**PROBLEM DETAILS:**
Copy out all of the data below with no alterations.

**RECORD EXTRACTS:**

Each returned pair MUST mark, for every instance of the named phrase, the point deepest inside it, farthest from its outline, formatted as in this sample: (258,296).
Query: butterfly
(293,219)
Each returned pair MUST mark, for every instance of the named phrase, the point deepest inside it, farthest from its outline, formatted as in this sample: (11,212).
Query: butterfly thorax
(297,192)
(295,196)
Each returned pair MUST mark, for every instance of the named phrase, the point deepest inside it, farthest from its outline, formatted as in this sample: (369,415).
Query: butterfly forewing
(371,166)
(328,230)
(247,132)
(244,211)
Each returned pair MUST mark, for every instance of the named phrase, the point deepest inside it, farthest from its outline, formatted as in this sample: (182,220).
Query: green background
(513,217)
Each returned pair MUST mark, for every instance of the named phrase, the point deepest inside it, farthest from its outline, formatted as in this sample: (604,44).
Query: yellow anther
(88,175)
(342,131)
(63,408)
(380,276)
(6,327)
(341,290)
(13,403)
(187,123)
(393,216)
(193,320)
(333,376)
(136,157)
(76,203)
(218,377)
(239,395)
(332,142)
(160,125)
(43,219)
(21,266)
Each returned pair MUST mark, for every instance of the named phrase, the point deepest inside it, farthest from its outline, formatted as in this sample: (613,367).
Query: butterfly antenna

**SOLUTION BELOW:**
Each returned pair MUST mark, for every instance of the named phrase, the point deepest inside it, farthest from its outline, formatted as in this sample: (258,296).
Query: butterfly
(293,219)
Each returned pair MUST mark, for every instance of the named phrase, the point deepest inside it, farthest from its outline, formatted as in this sample: (11,212).
Query: butterfly thorax
(297,192)
(295,196)
Each returned pair MUST mark, for every instance of the named phrase, the point deepest inside it, farthest from its outline, formatted as in this sample: (369,415).
Query: butterfly forewing
(371,166)
(328,230)
(247,132)
(244,211)
Each returned pair MUST mark, for every instance of the named phrase, the point deepest inside it, farthest from its outline, formatted as in this sample: (182,220).
Query: green background
(513,217)
Each returned pair MUST mark, for every instance of the named phrase, the point deepest inside it, farthest from its outline, formatted as in this sample: (604,44).
Query: yellow anther
(88,175)
(342,131)
(63,408)
(380,276)
(6,327)
(341,290)
(13,403)
(187,123)
(393,216)
(193,320)
(333,376)
(136,157)
(76,203)
(218,377)
(239,395)
(332,142)
(160,125)
(43,219)
(21,266)
Each returned pair MUST mark, for every instance of the named phrase, the point deepest inside it, farthest from its outline, formatted as in this sample: (613,367).
Query: butterfly antenna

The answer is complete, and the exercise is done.